Given task
Pick out every line in the listing below that contains the word "soccer" and copy each of those lines.

Data rows
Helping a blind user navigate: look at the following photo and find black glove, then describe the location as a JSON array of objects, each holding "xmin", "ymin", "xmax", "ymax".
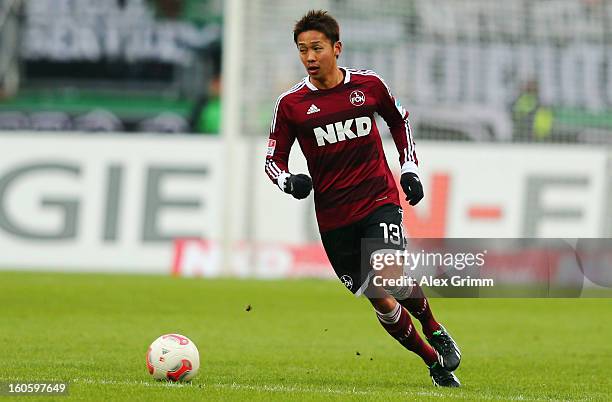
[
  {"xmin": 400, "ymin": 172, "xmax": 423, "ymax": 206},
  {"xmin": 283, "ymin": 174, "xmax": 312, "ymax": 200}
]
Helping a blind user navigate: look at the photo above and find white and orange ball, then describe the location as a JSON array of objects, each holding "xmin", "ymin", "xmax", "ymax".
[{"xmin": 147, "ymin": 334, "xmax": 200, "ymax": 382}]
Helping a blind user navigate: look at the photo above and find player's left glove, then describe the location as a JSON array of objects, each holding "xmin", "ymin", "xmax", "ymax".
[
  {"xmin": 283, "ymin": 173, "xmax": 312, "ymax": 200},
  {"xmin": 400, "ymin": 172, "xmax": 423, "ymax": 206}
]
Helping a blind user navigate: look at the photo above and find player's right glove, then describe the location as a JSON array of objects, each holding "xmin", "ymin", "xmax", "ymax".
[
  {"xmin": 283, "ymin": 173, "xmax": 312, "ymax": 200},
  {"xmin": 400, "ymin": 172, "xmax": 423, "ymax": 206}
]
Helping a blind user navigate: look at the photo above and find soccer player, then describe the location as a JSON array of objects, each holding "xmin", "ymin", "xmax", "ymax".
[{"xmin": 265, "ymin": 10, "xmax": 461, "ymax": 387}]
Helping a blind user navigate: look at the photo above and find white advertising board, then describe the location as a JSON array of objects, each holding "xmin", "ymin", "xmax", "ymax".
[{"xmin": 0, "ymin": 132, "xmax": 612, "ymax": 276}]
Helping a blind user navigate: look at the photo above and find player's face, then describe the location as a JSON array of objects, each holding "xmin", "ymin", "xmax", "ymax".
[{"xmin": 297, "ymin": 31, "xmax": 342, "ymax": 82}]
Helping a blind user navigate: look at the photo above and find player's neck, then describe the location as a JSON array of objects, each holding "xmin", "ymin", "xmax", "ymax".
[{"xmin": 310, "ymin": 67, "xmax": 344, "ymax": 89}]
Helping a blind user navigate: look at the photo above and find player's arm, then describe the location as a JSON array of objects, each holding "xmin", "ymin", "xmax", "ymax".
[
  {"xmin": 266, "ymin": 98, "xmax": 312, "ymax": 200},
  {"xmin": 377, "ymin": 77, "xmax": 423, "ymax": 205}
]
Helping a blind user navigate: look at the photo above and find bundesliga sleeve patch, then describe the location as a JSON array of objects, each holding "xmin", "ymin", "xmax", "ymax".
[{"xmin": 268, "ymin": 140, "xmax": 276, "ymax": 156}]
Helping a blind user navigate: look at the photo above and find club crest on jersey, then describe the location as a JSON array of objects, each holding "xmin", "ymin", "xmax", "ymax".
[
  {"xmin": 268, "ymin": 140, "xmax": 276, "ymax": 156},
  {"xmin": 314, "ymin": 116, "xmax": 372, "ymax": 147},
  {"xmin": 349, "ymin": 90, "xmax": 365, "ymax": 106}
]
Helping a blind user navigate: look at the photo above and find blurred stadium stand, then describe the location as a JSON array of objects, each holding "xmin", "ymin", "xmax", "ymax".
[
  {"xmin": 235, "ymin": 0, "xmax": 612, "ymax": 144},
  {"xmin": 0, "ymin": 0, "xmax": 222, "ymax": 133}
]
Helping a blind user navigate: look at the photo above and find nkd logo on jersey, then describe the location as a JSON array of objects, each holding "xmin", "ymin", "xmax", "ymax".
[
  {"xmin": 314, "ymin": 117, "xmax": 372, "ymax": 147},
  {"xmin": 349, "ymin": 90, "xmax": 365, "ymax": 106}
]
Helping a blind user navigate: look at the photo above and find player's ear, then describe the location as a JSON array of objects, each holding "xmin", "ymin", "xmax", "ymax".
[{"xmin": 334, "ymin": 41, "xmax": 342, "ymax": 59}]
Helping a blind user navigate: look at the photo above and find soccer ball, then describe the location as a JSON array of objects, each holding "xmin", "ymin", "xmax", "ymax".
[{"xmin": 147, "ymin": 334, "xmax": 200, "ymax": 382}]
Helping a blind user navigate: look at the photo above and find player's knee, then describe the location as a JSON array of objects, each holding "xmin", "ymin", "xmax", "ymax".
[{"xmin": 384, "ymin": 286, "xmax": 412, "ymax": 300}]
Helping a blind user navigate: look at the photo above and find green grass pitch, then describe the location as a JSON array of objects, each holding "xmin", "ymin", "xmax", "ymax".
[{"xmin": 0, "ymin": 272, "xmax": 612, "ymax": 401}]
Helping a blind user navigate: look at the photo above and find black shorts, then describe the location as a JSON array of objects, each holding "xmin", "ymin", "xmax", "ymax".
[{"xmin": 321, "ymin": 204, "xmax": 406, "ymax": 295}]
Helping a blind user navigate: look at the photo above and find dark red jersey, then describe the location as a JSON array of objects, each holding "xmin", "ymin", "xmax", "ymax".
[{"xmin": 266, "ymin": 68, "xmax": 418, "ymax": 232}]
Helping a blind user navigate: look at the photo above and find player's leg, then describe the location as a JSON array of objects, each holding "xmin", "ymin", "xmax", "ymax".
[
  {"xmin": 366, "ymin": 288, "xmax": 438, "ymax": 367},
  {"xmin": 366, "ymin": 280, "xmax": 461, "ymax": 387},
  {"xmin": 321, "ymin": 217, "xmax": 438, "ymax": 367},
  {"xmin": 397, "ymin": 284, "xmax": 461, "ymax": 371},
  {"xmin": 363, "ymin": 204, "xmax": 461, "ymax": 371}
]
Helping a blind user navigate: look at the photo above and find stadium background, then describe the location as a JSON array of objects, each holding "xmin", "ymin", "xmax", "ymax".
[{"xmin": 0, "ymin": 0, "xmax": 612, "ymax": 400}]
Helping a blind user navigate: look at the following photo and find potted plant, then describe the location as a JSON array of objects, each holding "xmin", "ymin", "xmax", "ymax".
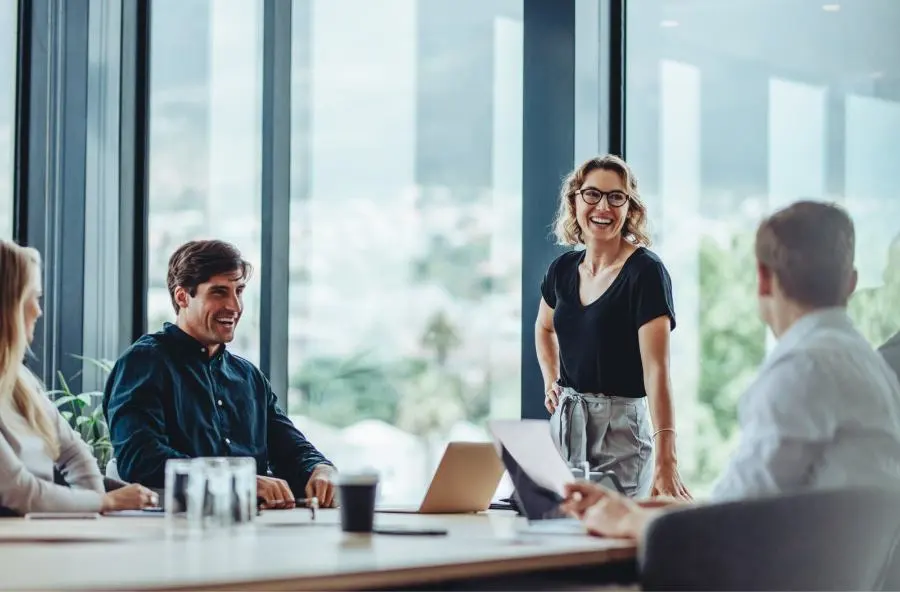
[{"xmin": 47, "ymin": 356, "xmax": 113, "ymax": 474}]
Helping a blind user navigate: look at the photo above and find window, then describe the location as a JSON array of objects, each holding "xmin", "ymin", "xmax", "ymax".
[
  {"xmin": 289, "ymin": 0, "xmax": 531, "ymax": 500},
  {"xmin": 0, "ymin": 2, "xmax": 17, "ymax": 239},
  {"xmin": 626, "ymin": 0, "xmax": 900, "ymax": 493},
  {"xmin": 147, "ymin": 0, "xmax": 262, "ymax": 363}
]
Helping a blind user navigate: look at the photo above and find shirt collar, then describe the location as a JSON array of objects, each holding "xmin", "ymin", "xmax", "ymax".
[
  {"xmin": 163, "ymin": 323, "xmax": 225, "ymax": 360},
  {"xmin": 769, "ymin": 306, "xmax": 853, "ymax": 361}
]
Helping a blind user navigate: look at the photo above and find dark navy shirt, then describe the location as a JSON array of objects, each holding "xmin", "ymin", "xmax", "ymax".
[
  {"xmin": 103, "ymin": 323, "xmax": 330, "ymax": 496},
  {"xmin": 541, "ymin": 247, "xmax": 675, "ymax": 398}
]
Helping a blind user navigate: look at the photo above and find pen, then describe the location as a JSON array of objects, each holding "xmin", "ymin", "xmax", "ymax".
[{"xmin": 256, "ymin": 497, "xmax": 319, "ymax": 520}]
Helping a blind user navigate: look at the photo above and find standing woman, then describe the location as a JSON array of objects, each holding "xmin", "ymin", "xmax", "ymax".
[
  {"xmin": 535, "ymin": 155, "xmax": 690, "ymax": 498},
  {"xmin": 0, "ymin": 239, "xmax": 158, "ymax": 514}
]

Reply to the exercise
Helping a blind user navigate: look at the photo above and find soccer player, then describe the location as a JSON array of objects, each holding "xmin", "ymin", "xmax", "ymax".
Helping a blind user navigate: look at the photo above and find soccer ball, then describe the location as a JSON array of objects, each holding "xmin", "ymin", "xmax", "ymax".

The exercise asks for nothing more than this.